(Problem details):
Copy the data. Keep every character as given.

[Excerpts from a dataset]
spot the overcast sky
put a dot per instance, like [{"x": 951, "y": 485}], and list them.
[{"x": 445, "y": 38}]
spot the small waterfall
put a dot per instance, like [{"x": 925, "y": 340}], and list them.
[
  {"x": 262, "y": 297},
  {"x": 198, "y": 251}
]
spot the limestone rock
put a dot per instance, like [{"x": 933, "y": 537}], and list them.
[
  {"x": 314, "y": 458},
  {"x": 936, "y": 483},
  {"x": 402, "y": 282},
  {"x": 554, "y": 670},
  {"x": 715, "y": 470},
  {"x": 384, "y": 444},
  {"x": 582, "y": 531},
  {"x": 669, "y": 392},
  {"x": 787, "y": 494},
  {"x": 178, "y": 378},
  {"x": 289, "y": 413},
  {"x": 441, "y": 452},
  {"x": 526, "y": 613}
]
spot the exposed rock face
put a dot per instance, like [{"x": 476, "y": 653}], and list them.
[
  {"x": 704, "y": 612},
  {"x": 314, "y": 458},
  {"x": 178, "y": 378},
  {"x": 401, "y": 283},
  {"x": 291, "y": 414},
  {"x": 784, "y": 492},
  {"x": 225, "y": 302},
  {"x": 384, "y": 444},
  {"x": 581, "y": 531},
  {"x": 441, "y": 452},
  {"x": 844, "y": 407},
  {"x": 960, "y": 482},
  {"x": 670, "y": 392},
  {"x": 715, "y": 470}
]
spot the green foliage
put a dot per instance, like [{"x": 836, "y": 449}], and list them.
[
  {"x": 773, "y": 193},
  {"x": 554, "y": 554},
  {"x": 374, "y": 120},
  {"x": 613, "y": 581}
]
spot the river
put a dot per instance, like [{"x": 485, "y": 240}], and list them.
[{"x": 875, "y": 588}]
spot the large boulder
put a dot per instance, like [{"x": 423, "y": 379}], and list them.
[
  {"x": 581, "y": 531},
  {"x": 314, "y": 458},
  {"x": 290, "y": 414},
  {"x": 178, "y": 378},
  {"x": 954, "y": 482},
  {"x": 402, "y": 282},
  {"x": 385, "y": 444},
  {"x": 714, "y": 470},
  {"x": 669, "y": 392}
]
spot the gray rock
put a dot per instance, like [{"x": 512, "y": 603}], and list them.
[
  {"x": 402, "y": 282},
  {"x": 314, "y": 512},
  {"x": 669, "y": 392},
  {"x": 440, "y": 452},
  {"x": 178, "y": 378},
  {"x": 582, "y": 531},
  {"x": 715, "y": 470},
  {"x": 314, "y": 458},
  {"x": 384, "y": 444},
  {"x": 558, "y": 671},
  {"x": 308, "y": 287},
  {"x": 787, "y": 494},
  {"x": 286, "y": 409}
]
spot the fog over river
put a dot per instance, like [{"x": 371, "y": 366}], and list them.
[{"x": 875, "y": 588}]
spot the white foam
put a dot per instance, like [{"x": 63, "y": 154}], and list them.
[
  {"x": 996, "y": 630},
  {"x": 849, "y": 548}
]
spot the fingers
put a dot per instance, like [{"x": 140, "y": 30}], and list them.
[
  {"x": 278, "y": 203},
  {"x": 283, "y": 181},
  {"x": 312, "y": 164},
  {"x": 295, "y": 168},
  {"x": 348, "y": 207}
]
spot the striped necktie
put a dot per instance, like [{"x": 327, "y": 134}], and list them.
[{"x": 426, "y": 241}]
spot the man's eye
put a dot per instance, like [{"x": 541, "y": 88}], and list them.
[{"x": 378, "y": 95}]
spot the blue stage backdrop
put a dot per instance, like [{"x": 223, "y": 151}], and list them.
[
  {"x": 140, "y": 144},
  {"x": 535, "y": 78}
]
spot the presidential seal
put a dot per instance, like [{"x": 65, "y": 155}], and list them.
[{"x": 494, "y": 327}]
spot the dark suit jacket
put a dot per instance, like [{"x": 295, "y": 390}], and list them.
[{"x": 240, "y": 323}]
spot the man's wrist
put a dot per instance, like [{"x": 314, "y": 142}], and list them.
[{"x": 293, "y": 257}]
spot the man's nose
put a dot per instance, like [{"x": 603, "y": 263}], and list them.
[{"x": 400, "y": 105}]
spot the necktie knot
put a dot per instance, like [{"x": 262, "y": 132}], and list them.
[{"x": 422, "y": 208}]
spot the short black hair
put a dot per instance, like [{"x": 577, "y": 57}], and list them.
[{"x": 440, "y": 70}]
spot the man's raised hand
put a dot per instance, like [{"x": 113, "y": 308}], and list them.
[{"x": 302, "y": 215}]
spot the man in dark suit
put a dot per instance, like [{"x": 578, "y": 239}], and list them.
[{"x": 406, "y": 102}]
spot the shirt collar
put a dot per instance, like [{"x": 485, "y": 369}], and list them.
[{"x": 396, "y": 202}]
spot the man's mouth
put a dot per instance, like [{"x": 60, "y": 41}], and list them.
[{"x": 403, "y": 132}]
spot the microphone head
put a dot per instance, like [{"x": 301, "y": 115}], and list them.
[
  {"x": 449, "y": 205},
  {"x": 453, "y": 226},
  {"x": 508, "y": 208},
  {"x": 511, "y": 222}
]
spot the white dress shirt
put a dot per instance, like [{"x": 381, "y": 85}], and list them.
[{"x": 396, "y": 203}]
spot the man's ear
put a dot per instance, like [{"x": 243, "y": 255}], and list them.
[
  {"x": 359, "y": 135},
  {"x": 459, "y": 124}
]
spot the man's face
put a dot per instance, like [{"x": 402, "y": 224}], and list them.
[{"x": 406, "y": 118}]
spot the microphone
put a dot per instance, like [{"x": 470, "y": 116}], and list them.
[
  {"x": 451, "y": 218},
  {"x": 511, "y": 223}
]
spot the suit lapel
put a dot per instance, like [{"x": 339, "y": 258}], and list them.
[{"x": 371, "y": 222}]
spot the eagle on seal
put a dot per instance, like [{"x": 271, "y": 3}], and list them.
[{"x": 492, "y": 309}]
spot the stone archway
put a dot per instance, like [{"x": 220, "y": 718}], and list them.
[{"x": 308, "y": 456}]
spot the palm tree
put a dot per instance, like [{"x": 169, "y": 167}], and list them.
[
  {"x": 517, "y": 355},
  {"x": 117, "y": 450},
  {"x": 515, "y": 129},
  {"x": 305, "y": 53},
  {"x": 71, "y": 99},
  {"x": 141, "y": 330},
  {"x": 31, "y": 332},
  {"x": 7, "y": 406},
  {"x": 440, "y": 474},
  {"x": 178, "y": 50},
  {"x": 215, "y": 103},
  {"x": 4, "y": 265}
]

(Task output):
spot the overcast sky
put a dot per instance, like [{"x": 951, "y": 485}], and list them.
[{"x": 445, "y": 38}]
spot the small waterfall
put a dot per instance, like [{"x": 925, "y": 340}], and list them.
[
  {"x": 262, "y": 297},
  {"x": 198, "y": 251}
]
spot the limestone rock
put a dot per instance, like [{"x": 933, "y": 537}], and list them.
[
  {"x": 314, "y": 458},
  {"x": 936, "y": 483},
  {"x": 402, "y": 282},
  {"x": 554, "y": 670},
  {"x": 715, "y": 470},
  {"x": 384, "y": 444},
  {"x": 582, "y": 531},
  {"x": 669, "y": 392},
  {"x": 787, "y": 494},
  {"x": 178, "y": 378},
  {"x": 289, "y": 413},
  {"x": 441, "y": 452},
  {"x": 526, "y": 613}
]
spot the exposed rock face
put a dot per instance, like [{"x": 476, "y": 653}], and list them.
[
  {"x": 704, "y": 612},
  {"x": 314, "y": 458},
  {"x": 178, "y": 378},
  {"x": 401, "y": 283},
  {"x": 291, "y": 414},
  {"x": 784, "y": 492},
  {"x": 225, "y": 302},
  {"x": 384, "y": 444},
  {"x": 581, "y": 531},
  {"x": 441, "y": 452},
  {"x": 844, "y": 407},
  {"x": 960, "y": 482},
  {"x": 670, "y": 392},
  {"x": 715, "y": 470}
]
spot the green foliage
put a dot per instance, like [{"x": 836, "y": 449}], and list them.
[
  {"x": 773, "y": 193},
  {"x": 554, "y": 554},
  {"x": 374, "y": 120},
  {"x": 613, "y": 581}
]
spot the river
put a dot per instance, like [{"x": 485, "y": 240}], and list them.
[{"x": 875, "y": 588}]
spot the large boulder
put a dot per instance, like [{"x": 423, "y": 379}], and list them.
[
  {"x": 581, "y": 531},
  {"x": 314, "y": 458},
  {"x": 290, "y": 414},
  {"x": 178, "y": 378},
  {"x": 954, "y": 482},
  {"x": 402, "y": 282},
  {"x": 385, "y": 444},
  {"x": 714, "y": 470},
  {"x": 669, "y": 392}
]
spot the gray rock
put a dot per instance, like [{"x": 512, "y": 603}], and list them.
[
  {"x": 402, "y": 282},
  {"x": 314, "y": 512},
  {"x": 669, "y": 392},
  {"x": 440, "y": 452},
  {"x": 178, "y": 378},
  {"x": 582, "y": 531},
  {"x": 715, "y": 470},
  {"x": 314, "y": 458},
  {"x": 384, "y": 444},
  {"x": 558, "y": 671},
  {"x": 308, "y": 287},
  {"x": 787, "y": 494},
  {"x": 286, "y": 409}
]
spot the fog over river
put a dot per instance, like [{"x": 371, "y": 366}], and list them.
[{"x": 875, "y": 588}]
spot the white foam
put a dot per instance, like [{"x": 63, "y": 154}], and list them.
[
  {"x": 996, "y": 630},
  {"x": 849, "y": 548}
]
spot the fingers
put a dot per instance, like [{"x": 140, "y": 30}], and list them.
[
  {"x": 278, "y": 203},
  {"x": 283, "y": 181},
  {"x": 312, "y": 164},
  {"x": 295, "y": 168},
  {"x": 348, "y": 207}
]
spot the striped necktie
put a dot per instance, like [{"x": 327, "y": 134}], and list them.
[{"x": 426, "y": 241}]
spot the man's eye
put a dot per instance, like [{"x": 541, "y": 88}], and list them.
[{"x": 378, "y": 95}]
spot the blue stage backdrop
put a dot per instance, like [{"x": 223, "y": 151}], and list them.
[
  {"x": 140, "y": 144},
  {"x": 535, "y": 78}
]
spot the presidential seal
put a dot per instance, like [{"x": 65, "y": 155}], and list them.
[{"x": 494, "y": 327}]
spot the dark suit jacket
put a dot per instance, like [{"x": 295, "y": 390}], and list them.
[{"x": 240, "y": 323}]
spot the man's wrist
put a dot per instance, like [{"x": 314, "y": 142}], and list them.
[{"x": 293, "y": 257}]
spot the man's nose
put a dot per instance, like [{"x": 603, "y": 263}], and list them.
[{"x": 400, "y": 105}]
spot the necktie knot
put a dot per instance, like [{"x": 262, "y": 132}], and list them.
[{"x": 422, "y": 208}]
spot the short black hair
put a dot per instance, like [{"x": 577, "y": 57}], and list them.
[{"x": 440, "y": 70}]
spot the man's raised hand
put a dot per instance, like [{"x": 113, "y": 308}], and list them.
[{"x": 302, "y": 215}]
spot the man in dark suit
put a dot per instance, like [{"x": 578, "y": 239}], and list them.
[{"x": 406, "y": 102}]
spot the shirt collar
put a dot per instance, like [{"x": 485, "y": 369}], and list them.
[{"x": 396, "y": 202}]
spot the man's mouth
put a dot per instance, like [{"x": 60, "y": 41}], and list them.
[{"x": 403, "y": 132}]
spot the microphone head
put a dot per instance, like [{"x": 301, "y": 115}], and list them.
[
  {"x": 449, "y": 205},
  {"x": 453, "y": 226},
  {"x": 508, "y": 208},
  {"x": 511, "y": 222}
]
spot the white dress shirt
put a dot per instance, like [{"x": 381, "y": 85}], and list them.
[{"x": 396, "y": 203}]
spot the man's ear
put a dot per instance, like [{"x": 243, "y": 255}], and list them.
[
  {"x": 359, "y": 135},
  {"x": 459, "y": 124}
]
spot the man's face
put a dot per instance, like [{"x": 402, "y": 224}], and list them.
[{"x": 406, "y": 118}]
spot the microphone
put a dot per instance, like [{"x": 470, "y": 116}], and list them.
[
  {"x": 451, "y": 218},
  {"x": 511, "y": 223}
]
spot the suit lapel
put a dot per instance, like [{"x": 339, "y": 258}], and list them.
[{"x": 371, "y": 222}]
spot the eagle on seal
put a dot per instance, like [{"x": 271, "y": 3}], and list them.
[{"x": 492, "y": 309}]
spot the stone archway
put a dot per instance, like [{"x": 220, "y": 718}], and list them.
[{"x": 308, "y": 456}]
spot the palm tree
put a dot per instance, like [{"x": 169, "y": 167}], and list them.
[
  {"x": 517, "y": 355},
  {"x": 117, "y": 450},
  {"x": 515, "y": 129},
  {"x": 305, "y": 53},
  {"x": 71, "y": 99},
  {"x": 141, "y": 330},
  {"x": 31, "y": 332},
  {"x": 7, "y": 406},
  {"x": 440, "y": 474},
  {"x": 178, "y": 50},
  {"x": 215, "y": 103},
  {"x": 4, "y": 265}
]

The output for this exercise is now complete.